Reading text:
By James Wills 4 min read

Two former England internationals. Two media empires built from scratch. Gary Lineker and Gary Neville have quietly transformed themselves from retired footballers into genuine rivals in the digital media space — and the industry is taking notice. Lineker’s The Rest is Football podcast and Neville’s Overlap platform represent something genuinely new : athlete-driven content businesses that are nimble, opinionated, and growing fast.

Small businesses, big influence : the real scale of their media operations

Let’s be clear about one thing upfront. Neither operation is threatening Sky Sports or the BBC in pure revenue terms. Jimmy Worrall — who recently launched The Football Boardroom podcast after building a media business alongside former England manager Gareth Southgate — puts it plainly : their turnover remains modest compared to legacy broadcasters. These are still niche outfits when you strip away the hype.

But here’s what the raw numbers miss. They are capturing attention — and attention, in 2026, is the only currency that truly matters. Worrall argues that football fans have been under-served with information for years, and long-form podcasts stepped directly into that gap. Lower technology barriers, cheaper production costs, and the collapse of traditional gatekeeping created the conditions for new entrants to surge in. Lineker and Neville simply moved faster than most.

There is one critical limitation both platforms share, though. Neither owns live premium content — the broadcast rights to actual matches. That remains the real gold standard in sports media, firmly held by Sky, TNT Sports, and the BBC. Without it, their growth ceiling is real, even if it isn’t immediately obvious.

Platform Key talent Content type Major broadcaster link
The Rest is Football Gary Lineker Long-form podcast, Netflix partnership Former BBC (ended 2025)
The Overlap / Stick to Football Gary Neville, Mark Goldbridge Podcast, YouTube, daily digital content Active Sky Sports pundit

Worrall also highlights a strategic advantage both platforms possess : speed and entrepreneurial agility. They can greenlight new shows quickly, take creative risks, and — crucially — they now have access to capital. That means they can buy growth rather than simply waiting for it. The Overlap’s acquisition of Mark Goldbridge’s channel is a direct example of this strategy in action.

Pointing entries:

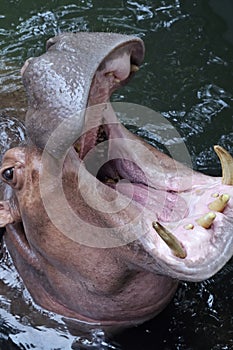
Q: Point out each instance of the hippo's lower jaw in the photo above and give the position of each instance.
(187, 217)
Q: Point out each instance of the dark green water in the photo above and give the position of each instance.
(187, 76)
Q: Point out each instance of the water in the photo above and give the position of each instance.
(186, 76)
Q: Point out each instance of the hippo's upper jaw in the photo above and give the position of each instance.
(157, 219)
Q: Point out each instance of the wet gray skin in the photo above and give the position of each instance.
(130, 273)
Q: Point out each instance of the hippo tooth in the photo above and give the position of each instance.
(109, 74)
(170, 240)
(220, 203)
(226, 163)
(206, 220)
(189, 227)
(134, 68)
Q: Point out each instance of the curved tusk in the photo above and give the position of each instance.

Objective: In the article on Lineker and Neville's media ventures, what is given as a direct example of buying growth? The pointing entries play no part in this exercise.

Exercise answer: The Overlap's acquisition of Mark Goldbridge's channel.